[Collected data entries]
----------

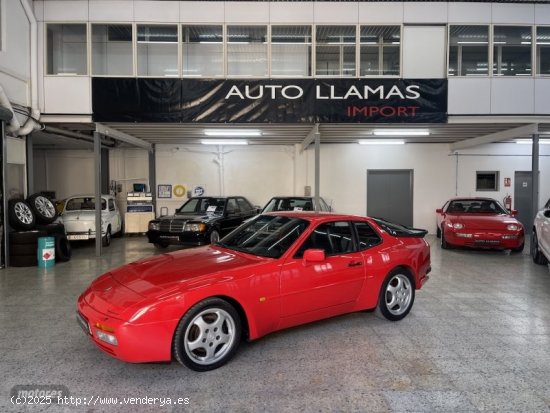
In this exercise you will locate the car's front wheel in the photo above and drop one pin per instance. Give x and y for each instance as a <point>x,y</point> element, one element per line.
<point>536,254</point>
<point>208,335</point>
<point>397,295</point>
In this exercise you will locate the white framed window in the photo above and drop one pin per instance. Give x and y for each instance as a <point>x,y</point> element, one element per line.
<point>543,50</point>
<point>380,50</point>
<point>291,51</point>
<point>202,50</point>
<point>157,50</point>
<point>335,50</point>
<point>66,49</point>
<point>112,50</point>
<point>468,50</point>
<point>247,51</point>
<point>512,50</point>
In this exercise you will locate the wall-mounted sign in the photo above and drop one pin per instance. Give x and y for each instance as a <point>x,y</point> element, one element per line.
<point>269,100</point>
<point>164,191</point>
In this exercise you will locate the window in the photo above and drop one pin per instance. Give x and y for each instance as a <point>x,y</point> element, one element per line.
<point>157,50</point>
<point>202,50</point>
<point>367,236</point>
<point>468,51</point>
<point>335,50</point>
<point>333,238</point>
<point>291,51</point>
<point>247,50</point>
<point>66,49</point>
<point>543,50</point>
<point>512,50</point>
<point>380,50</point>
<point>487,180</point>
<point>112,50</point>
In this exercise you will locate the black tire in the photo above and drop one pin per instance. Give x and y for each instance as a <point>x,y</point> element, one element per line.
<point>24,260</point>
<point>214,236</point>
<point>20,215</point>
<point>223,337</point>
<point>43,208</point>
<point>26,237</point>
<point>63,251</point>
<point>106,240</point>
<point>397,295</point>
<point>536,254</point>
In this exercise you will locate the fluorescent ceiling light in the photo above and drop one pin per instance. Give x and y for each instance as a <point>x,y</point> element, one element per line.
<point>400,132</point>
<point>224,142</point>
<point>381,142</point>
<point>232,132</point>
<point>530,141</point>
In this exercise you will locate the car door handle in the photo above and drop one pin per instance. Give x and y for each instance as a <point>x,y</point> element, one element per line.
<point>355,264</point>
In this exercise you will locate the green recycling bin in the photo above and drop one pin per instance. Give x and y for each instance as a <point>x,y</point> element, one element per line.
<point>46,252</point>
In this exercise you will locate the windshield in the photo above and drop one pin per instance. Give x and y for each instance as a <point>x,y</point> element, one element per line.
<point>203,206</point>
<point>475,206</point>
<point>266,236</point>
<point>292,204</point>
<point>83,203</point>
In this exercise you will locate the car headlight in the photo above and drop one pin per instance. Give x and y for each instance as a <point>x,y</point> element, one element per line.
<point>195,227</point>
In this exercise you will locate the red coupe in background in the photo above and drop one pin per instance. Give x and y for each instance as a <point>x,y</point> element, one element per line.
<point>479,223</point>
<point>275,271</point>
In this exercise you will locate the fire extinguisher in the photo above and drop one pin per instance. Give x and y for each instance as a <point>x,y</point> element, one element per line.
<point>508,202</point>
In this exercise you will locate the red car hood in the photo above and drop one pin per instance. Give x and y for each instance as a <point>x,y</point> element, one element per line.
<point>483,221</point>
<point>163,273</point>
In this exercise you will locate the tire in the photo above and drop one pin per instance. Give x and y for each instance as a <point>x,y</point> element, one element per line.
<point>20,215</point>
<point>214,236</point>
<point>397,295</point>
<point>63,251</point>
<point>106,241</point>
<point>212,324</point>
<point>26,237</point>
<point>536,254</point>
<point>24,260</point>
<point>43,208</point>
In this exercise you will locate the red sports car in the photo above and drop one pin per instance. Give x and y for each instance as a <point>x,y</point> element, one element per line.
<point>275,271</point>
<point>479,223</point>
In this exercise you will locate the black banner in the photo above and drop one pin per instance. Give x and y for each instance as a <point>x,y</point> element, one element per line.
<point>269,100</point>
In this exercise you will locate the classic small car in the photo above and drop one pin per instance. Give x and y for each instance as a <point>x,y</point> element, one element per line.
<point>479,223</point>
<point>275,271</point>
<point>79,218</point>
<point>540,237</point>
<point>200,221</point>
<point>295,203</point>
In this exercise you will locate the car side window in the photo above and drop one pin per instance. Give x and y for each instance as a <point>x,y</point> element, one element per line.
<point>333,237</point>
<point>366,235</point>
<point>244,205</point>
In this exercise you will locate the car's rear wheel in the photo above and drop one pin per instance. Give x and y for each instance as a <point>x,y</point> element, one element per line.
<point>536,254</point>
<point>397,295</point>
<point>208,335</point>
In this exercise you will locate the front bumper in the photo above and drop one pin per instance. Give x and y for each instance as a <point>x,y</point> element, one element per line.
<point>485,239</point>
<point>137,343</point>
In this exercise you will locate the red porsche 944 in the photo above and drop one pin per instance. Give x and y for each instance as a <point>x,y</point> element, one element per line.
<point>275,271</point>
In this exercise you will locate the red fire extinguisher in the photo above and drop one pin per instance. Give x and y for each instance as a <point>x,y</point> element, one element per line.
<point>508,202</point>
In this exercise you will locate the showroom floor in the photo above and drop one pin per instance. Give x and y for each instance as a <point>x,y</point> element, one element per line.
<point>477,339</point>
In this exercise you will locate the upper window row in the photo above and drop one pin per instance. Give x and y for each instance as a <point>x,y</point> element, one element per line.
<point>284,51</point>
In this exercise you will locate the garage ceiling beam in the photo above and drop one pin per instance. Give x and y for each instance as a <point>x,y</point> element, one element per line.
<point>526,130</point>
<point>310,138</point>
<point>123,137</point>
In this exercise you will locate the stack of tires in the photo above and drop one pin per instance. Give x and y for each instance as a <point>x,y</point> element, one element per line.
<point>34,218</point>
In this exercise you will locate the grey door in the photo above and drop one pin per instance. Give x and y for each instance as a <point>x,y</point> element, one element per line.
<point>523,181</point>
<point>390,195</point>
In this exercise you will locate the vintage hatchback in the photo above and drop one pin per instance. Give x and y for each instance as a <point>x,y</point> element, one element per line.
<point>275,271</point>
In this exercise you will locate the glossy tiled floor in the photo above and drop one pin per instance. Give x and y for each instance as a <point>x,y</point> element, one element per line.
<point>477,339</point>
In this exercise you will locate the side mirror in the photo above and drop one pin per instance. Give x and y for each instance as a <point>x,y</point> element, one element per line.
<point>314,255</point>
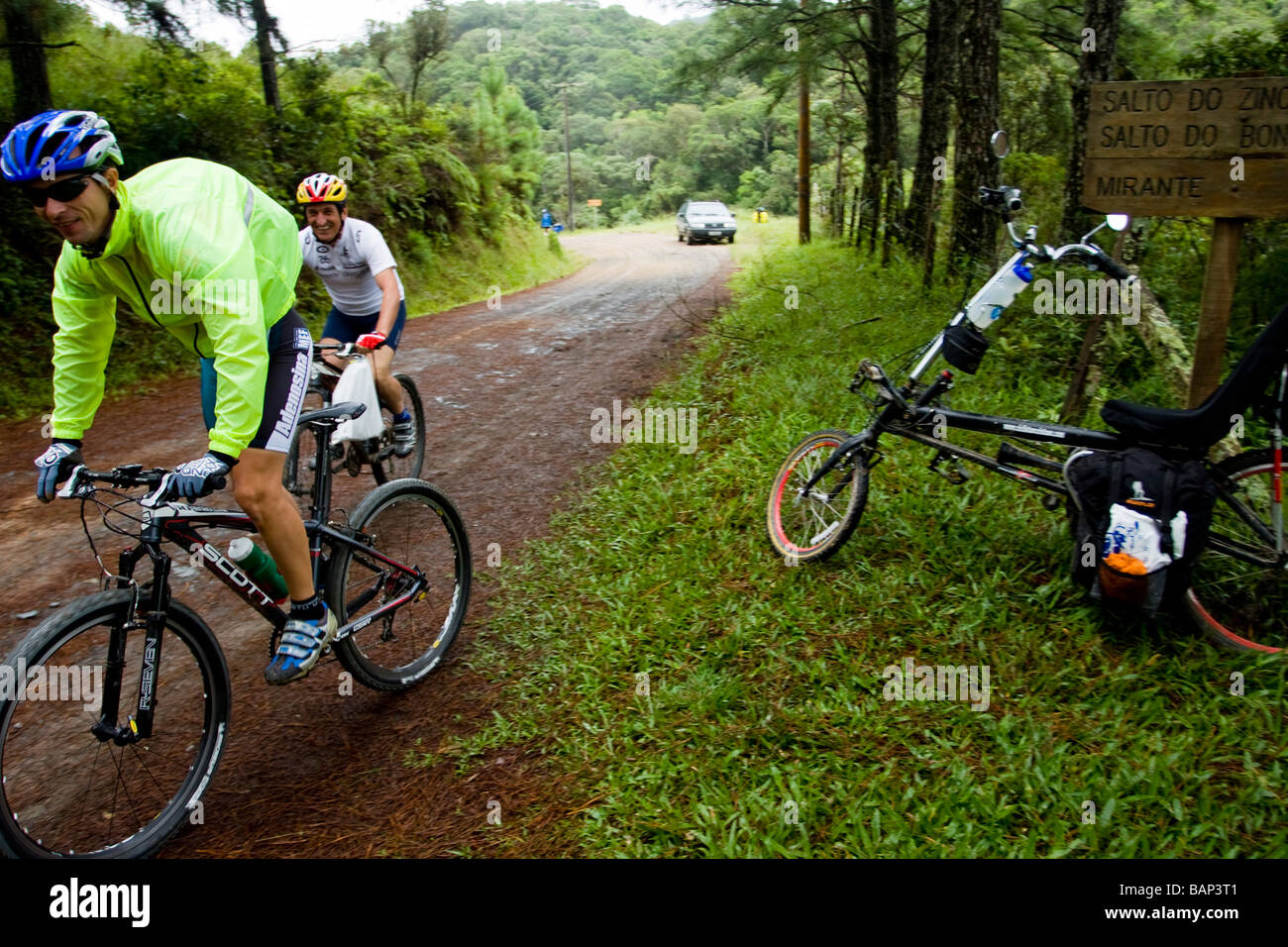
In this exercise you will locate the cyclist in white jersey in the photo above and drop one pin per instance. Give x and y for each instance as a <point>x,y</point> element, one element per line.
<point>368,302</point>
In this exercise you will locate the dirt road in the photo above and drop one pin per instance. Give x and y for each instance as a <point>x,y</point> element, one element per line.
<point>509,392</point>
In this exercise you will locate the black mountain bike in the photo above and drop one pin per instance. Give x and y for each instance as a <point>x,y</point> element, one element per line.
<point>376,454</point>
<point>123,707</point>
<point>1237,586</point>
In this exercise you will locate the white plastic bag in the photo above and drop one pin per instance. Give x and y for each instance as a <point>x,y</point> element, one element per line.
<point>357,384</point>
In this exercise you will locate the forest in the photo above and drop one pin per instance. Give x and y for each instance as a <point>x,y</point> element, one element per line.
<point>464,120</point>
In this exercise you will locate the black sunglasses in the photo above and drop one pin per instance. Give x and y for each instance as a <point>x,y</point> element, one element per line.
<point>62,191</point>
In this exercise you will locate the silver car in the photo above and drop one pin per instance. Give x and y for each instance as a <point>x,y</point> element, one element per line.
<point>699,221</point>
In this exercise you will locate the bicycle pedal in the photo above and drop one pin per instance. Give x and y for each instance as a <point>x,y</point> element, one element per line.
<point>957,474</point>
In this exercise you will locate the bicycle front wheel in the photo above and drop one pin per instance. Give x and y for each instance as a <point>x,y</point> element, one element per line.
<point>812,527</point>
<point>389,466</point>
<point>1237,591</point>
<point>408,530</point>
<point>65,791</point>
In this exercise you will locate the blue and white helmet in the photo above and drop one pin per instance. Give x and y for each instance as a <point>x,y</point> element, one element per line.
<point>47,146</point>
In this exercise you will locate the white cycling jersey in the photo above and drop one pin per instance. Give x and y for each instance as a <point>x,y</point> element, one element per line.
<point>349,265</point>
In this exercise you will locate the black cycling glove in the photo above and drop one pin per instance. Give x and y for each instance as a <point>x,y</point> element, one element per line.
<point>55,466</point>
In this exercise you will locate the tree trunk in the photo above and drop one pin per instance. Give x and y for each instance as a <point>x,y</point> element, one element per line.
<point>1095,64</point>
<point>977,119</point>
<point>803,150</point>
<point>265,29</point>
<point>885,68</point>
<point>935,108</point>
<point>25,27</point>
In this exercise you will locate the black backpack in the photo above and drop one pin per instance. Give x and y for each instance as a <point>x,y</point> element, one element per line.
<point>1121,554</point>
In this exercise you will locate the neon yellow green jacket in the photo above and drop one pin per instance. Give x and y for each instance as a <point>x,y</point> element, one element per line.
<point>200,250</point>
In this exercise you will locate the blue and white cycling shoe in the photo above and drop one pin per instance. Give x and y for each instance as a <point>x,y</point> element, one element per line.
<point>303,643</point>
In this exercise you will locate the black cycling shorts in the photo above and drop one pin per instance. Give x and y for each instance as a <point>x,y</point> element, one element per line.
<point>344,328</point>
<point>290,350</point>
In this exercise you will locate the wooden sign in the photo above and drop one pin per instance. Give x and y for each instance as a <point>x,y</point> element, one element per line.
<point>1205,147</point>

----------

→ **Problem**:
Change "hood" to "trunk" in the stretch of data from the line containing "In this exercise you will locate the red car" through the line containing "<point>163,273</point>", and give those lines again with nothing else altered.

→ **The response**:
In this exercise you will locate the red car trunk in the photo above and drop one pin per instance. Give x and y for each instance as a <point>x,y</point> element, one element per line.
<point>483,221</point>
<point>163,273</point>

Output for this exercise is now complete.